> [Directive]: Print only the line with "written as (952,636)." and the lines after it, ending with the last line of the material, each exactly as it stands.
-- begin --
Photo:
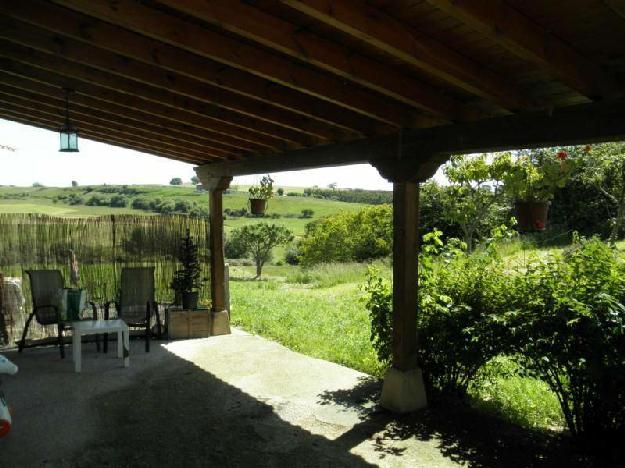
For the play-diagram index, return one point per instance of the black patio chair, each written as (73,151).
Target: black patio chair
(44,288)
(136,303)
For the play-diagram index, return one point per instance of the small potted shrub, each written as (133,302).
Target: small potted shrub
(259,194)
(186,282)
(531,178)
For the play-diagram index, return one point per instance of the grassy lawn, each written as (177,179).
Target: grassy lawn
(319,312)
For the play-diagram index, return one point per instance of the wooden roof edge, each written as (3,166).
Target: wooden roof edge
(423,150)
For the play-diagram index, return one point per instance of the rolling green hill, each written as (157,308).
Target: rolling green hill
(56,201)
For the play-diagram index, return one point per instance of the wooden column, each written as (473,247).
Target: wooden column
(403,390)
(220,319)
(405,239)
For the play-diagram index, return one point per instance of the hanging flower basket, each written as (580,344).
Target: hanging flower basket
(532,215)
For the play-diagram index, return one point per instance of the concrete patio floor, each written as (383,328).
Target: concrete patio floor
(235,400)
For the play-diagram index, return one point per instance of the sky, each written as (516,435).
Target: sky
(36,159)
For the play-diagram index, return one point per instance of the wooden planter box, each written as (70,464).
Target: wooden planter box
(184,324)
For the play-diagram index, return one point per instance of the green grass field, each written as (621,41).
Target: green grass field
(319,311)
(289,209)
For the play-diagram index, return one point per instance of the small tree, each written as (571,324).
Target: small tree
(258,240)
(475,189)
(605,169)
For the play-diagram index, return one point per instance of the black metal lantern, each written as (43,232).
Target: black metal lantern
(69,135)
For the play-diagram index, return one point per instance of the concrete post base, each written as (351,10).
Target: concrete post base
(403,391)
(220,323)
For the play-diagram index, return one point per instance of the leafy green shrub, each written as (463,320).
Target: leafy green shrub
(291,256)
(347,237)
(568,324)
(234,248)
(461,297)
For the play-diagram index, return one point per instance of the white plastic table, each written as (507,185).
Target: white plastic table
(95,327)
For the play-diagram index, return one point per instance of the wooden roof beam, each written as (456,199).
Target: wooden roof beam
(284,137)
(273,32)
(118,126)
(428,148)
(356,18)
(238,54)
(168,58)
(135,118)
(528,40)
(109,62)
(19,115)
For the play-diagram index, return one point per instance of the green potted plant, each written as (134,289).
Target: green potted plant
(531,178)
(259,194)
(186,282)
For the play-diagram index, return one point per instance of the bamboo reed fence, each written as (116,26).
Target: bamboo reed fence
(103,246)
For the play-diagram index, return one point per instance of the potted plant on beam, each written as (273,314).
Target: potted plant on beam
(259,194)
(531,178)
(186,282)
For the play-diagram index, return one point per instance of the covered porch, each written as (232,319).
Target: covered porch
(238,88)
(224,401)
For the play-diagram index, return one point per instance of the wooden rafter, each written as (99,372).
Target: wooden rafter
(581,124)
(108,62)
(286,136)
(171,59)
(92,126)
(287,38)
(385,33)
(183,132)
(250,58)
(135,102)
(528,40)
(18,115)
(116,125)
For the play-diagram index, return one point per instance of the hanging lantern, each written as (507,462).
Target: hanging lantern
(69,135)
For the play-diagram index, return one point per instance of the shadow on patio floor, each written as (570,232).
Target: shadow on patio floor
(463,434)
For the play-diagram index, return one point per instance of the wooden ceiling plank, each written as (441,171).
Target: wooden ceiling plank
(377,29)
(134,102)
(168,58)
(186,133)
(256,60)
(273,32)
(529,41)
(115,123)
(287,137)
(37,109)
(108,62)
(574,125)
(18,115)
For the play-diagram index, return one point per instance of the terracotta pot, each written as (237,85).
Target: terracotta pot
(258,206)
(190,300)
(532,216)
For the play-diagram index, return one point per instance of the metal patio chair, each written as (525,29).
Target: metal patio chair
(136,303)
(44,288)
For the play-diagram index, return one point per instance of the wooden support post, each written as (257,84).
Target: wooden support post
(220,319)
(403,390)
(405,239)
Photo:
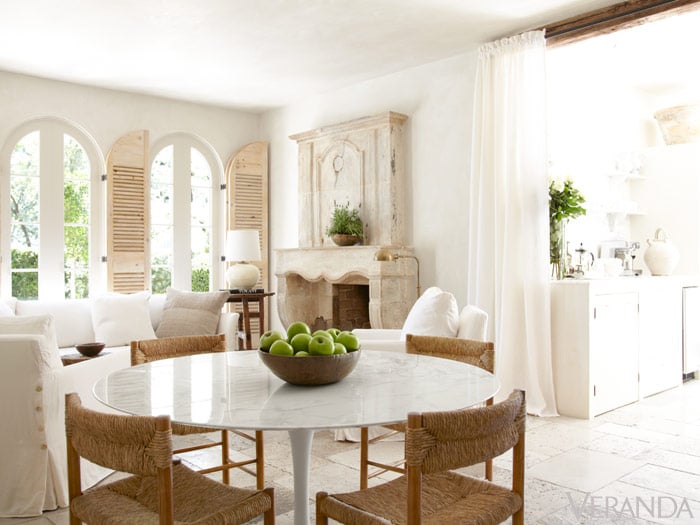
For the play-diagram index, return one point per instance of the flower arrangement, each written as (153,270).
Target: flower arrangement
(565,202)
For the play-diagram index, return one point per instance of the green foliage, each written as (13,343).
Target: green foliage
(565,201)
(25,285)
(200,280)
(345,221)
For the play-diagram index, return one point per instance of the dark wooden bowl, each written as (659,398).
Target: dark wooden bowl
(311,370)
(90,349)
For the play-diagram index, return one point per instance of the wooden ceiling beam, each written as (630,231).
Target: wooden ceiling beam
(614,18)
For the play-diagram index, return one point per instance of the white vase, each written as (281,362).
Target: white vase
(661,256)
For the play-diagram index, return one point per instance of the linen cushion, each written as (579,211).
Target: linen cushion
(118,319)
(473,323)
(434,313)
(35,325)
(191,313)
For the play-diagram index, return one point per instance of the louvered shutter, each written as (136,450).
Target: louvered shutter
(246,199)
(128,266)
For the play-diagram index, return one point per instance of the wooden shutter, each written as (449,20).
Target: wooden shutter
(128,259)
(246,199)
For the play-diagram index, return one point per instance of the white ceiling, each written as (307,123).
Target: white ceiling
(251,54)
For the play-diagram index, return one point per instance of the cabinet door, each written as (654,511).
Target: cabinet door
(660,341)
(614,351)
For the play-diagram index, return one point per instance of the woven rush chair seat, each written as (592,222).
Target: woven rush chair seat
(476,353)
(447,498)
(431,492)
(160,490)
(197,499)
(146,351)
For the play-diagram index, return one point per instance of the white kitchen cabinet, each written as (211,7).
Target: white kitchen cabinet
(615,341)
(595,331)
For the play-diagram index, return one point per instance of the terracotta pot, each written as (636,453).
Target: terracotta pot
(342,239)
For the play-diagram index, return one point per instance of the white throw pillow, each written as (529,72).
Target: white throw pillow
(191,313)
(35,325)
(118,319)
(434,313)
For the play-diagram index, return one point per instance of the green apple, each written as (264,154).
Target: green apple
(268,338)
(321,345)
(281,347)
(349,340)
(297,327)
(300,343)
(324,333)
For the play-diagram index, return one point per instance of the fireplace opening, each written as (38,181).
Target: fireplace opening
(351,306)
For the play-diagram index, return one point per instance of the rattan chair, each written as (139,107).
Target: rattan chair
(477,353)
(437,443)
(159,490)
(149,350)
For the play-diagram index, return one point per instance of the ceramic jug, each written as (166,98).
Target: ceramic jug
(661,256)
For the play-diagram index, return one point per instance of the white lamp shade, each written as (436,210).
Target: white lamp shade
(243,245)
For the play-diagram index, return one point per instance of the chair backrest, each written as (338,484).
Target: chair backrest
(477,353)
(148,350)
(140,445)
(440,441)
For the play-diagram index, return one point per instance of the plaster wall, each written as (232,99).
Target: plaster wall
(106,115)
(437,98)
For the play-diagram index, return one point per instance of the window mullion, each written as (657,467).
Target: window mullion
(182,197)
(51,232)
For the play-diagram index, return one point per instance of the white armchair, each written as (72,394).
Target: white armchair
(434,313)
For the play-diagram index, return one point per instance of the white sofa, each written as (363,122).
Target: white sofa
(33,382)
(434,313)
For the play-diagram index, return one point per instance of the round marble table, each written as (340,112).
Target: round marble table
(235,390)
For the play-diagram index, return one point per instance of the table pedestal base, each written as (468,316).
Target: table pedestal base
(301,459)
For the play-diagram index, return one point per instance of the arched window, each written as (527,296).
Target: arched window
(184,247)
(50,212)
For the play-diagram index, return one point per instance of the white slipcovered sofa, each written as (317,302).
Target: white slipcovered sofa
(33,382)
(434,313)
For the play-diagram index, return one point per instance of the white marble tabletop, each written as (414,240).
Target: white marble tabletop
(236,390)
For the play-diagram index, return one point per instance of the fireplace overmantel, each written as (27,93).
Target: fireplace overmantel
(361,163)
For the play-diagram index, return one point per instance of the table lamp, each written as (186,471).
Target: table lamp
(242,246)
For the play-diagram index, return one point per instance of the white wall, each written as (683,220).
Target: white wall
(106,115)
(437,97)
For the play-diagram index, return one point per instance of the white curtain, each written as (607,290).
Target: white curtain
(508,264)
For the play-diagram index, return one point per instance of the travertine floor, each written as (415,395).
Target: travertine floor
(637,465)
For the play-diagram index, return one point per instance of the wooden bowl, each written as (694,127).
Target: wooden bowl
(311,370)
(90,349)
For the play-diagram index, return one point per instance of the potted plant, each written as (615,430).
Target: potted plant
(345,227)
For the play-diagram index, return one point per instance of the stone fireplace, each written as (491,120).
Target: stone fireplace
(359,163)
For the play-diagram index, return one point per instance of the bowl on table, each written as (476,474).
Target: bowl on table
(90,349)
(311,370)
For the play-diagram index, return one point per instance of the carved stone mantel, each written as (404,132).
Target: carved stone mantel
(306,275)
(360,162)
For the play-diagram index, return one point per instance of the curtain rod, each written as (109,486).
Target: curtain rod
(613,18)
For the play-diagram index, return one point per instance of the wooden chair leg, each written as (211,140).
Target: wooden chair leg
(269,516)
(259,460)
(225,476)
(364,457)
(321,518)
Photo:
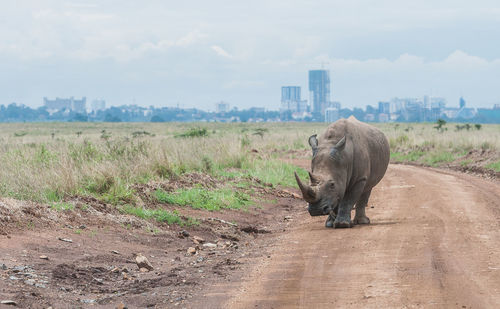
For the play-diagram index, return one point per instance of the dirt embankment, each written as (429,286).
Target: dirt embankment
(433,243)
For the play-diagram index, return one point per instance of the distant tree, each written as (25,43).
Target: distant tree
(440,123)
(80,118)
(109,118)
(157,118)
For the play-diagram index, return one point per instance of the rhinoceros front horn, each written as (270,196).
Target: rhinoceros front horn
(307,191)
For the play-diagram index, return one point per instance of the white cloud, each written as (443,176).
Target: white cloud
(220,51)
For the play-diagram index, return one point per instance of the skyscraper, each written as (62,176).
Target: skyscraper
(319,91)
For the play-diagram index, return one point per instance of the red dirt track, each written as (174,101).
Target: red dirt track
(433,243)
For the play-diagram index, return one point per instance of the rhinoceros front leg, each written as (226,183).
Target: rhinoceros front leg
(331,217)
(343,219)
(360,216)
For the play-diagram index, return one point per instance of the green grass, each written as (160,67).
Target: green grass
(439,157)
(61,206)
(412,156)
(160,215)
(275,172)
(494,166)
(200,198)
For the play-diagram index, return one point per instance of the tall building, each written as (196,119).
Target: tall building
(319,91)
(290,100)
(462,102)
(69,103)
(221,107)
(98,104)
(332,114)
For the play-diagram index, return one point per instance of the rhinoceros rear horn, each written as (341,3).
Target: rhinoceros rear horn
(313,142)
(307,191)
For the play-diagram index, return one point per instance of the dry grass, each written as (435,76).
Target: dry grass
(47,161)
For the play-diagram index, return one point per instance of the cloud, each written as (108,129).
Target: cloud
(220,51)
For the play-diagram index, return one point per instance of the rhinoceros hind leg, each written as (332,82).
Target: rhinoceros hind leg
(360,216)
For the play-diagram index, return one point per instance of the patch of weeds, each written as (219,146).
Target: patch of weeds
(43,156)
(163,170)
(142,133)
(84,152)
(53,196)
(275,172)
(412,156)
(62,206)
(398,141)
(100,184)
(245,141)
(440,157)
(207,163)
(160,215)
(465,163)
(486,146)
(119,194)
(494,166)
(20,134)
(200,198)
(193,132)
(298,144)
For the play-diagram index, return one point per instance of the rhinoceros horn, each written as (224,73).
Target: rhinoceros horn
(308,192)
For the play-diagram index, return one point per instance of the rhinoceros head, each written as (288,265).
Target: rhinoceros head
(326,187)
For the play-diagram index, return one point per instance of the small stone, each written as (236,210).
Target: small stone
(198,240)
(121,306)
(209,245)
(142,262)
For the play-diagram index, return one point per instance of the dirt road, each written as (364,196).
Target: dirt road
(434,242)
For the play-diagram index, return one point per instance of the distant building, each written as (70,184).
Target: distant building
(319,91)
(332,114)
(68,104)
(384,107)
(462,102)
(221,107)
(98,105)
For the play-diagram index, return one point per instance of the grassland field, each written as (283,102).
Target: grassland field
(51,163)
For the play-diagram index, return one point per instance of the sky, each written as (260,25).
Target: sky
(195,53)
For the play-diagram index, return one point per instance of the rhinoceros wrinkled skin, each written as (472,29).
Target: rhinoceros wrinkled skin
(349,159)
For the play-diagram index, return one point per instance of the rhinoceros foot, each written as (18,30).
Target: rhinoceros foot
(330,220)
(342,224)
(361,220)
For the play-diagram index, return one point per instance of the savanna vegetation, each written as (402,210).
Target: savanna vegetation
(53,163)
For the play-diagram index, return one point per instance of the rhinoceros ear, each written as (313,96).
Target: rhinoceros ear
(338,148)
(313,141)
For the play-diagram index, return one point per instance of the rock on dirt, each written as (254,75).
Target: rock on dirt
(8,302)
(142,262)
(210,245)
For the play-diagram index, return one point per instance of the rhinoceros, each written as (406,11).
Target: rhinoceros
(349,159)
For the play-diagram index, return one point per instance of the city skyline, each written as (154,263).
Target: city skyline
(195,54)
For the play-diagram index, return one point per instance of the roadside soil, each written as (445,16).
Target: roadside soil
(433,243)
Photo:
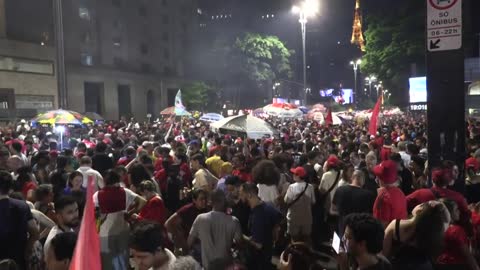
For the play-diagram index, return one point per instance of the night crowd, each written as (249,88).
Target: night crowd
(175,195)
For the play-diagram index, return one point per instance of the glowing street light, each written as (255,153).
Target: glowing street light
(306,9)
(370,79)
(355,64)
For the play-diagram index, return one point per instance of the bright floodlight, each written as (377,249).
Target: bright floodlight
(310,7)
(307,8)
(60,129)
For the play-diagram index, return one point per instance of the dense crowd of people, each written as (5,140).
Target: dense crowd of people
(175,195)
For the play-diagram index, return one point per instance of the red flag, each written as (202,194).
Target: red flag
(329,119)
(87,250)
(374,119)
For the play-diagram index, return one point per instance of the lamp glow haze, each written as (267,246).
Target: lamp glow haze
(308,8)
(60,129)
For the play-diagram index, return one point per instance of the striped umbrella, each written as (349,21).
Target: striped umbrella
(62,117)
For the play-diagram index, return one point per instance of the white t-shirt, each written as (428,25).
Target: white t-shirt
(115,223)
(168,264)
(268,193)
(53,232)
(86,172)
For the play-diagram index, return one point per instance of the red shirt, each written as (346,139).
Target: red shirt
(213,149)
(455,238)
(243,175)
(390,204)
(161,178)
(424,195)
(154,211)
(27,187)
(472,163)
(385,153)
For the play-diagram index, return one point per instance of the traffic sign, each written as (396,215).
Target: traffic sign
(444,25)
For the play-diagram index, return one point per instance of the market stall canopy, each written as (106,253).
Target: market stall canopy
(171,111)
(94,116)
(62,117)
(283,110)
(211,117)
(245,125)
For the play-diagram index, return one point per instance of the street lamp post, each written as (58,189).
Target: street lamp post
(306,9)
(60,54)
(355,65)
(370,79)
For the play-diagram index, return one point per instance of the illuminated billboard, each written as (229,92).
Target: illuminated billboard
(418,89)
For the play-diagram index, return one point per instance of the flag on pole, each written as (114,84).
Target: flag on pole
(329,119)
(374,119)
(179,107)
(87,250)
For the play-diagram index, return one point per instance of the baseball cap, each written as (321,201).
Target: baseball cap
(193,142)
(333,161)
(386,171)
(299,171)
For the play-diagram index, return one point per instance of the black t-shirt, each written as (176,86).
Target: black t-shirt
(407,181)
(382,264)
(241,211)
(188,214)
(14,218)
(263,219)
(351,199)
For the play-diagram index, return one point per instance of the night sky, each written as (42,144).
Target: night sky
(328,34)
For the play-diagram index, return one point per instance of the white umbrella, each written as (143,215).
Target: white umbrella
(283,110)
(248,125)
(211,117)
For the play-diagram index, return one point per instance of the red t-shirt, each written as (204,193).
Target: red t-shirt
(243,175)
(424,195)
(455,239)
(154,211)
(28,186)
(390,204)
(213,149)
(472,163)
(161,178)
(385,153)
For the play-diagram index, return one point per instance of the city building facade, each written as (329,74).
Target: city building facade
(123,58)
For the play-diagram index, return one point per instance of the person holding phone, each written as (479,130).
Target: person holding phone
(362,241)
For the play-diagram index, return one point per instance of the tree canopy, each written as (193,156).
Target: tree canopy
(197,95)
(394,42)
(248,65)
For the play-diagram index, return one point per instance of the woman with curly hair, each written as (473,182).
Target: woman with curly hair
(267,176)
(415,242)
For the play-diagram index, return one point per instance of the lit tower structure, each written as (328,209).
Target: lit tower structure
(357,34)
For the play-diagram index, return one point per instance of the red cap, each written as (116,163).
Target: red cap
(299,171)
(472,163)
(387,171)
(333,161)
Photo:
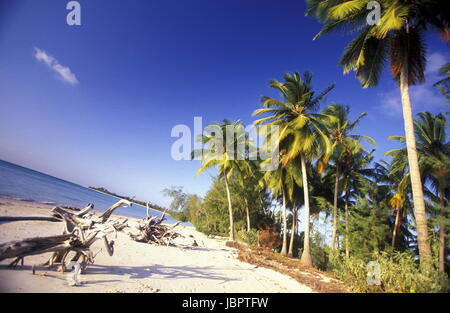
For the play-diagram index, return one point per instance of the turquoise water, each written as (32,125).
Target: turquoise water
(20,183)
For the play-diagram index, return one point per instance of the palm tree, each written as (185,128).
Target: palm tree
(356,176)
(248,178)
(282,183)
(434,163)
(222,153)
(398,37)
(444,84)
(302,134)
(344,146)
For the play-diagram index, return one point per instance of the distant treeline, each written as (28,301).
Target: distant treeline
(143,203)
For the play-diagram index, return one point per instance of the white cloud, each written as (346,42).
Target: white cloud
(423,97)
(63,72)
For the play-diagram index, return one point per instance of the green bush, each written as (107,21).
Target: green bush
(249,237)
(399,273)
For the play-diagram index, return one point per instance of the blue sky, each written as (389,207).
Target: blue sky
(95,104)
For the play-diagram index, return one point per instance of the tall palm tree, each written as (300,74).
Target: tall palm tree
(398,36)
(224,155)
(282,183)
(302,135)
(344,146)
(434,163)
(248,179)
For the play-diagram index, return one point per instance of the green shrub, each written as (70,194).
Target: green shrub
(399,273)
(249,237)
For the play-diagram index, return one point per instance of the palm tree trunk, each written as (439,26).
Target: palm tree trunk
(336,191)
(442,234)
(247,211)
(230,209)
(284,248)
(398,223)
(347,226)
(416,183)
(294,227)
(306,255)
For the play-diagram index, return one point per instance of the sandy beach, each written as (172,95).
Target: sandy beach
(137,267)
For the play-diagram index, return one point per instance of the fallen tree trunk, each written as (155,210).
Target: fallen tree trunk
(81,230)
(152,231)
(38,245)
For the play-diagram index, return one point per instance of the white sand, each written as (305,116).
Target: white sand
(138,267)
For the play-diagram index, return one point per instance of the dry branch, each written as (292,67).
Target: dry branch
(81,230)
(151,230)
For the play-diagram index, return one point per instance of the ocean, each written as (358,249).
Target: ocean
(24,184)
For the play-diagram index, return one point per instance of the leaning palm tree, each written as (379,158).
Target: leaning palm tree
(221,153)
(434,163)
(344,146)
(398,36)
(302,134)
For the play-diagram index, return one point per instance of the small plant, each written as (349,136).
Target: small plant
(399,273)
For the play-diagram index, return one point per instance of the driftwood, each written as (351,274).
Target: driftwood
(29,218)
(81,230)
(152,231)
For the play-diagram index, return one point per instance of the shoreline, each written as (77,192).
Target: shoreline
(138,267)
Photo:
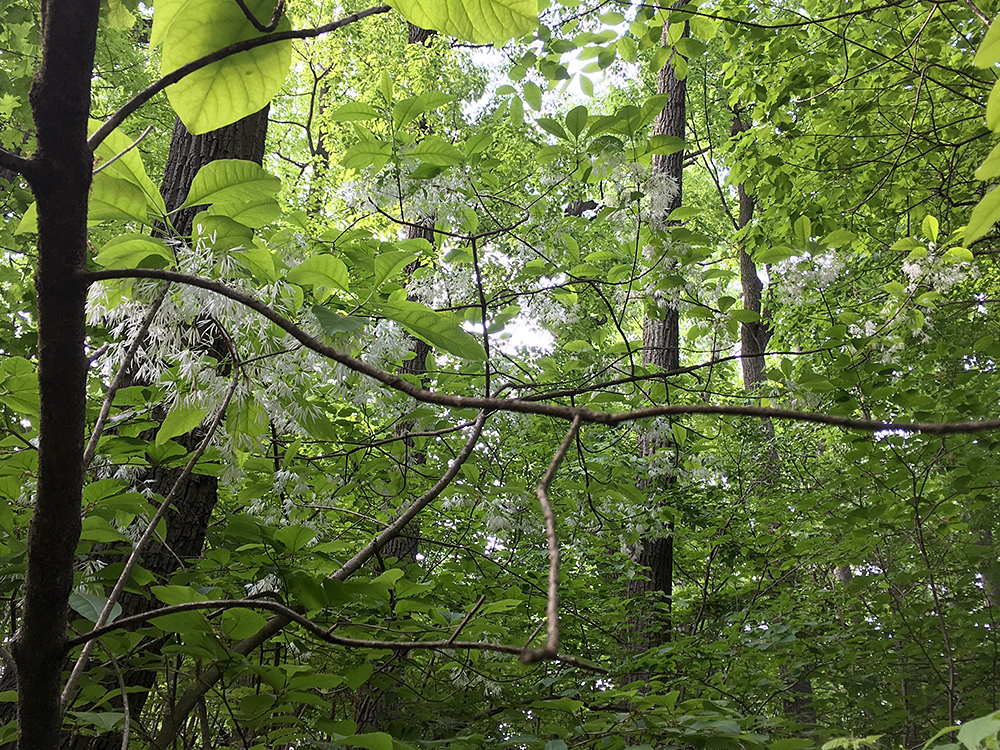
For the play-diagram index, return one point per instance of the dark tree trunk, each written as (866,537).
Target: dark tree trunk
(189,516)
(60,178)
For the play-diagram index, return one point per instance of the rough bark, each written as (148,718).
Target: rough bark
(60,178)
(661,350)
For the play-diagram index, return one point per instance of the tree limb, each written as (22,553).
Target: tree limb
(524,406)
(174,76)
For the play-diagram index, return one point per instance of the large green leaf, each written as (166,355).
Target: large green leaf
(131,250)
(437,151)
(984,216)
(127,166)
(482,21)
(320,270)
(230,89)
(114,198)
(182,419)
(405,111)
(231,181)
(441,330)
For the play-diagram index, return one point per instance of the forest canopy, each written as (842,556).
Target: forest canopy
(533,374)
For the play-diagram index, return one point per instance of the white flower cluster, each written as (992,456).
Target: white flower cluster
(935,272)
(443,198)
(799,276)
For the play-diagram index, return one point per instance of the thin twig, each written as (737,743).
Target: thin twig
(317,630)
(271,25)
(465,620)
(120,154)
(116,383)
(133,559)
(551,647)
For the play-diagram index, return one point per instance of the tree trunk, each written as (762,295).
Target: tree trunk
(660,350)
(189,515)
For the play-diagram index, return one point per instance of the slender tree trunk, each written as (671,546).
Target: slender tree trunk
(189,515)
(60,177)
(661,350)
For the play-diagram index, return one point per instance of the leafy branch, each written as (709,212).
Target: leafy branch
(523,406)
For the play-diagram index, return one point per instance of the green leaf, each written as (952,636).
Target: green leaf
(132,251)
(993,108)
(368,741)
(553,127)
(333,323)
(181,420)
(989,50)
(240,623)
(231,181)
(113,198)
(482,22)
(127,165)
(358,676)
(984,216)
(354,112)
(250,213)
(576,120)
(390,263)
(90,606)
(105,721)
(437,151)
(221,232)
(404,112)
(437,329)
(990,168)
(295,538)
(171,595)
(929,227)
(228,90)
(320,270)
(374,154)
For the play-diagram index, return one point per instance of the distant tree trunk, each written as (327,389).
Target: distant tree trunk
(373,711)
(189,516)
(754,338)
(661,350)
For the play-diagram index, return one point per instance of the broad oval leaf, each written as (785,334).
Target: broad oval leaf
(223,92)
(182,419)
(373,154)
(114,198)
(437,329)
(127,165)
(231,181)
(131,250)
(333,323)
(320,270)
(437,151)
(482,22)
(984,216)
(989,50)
-- end --
> [Response to the exercise]:
For the play-diagram index, return one point per instance of the green leaf, each written as (952,636).
Target: green leaf
(132,251)
(993,108)
(368,741)
(553,127)
(333,323)
(181,420)
(989,50)
(240,623)
(231,181)
(113,198)
(482,22)
(127,165)
(358,676)
(984,216)
(354,112)
(250,213)
(576,120)
(390,263)
(90,606)
(105,721)
(437,151)
(221,232)
(404,112)
(437,329)
(990,168)
(295,538)
(171,595)
(929,227)
(228,90)
(320,270)
(374,154)
For the play-diagram index, return one point per instance of the distant tree trunk, each written as (327,389).
Target: distant tree trunk
(373,711)
(189,516)
(754,338)
(661,350)
For the play-diagram index, return one point per instance of the broad oval leaf, each written as (785,334).
Target: broad oval leaf
(223,92)
(182,419)
(373,154)
(114,198)
(437,329)
(127,165)
(231,181)
(131,250)
(333,323)
(320,270)
(437,151)
(482,22)
(984,216)
(989,50)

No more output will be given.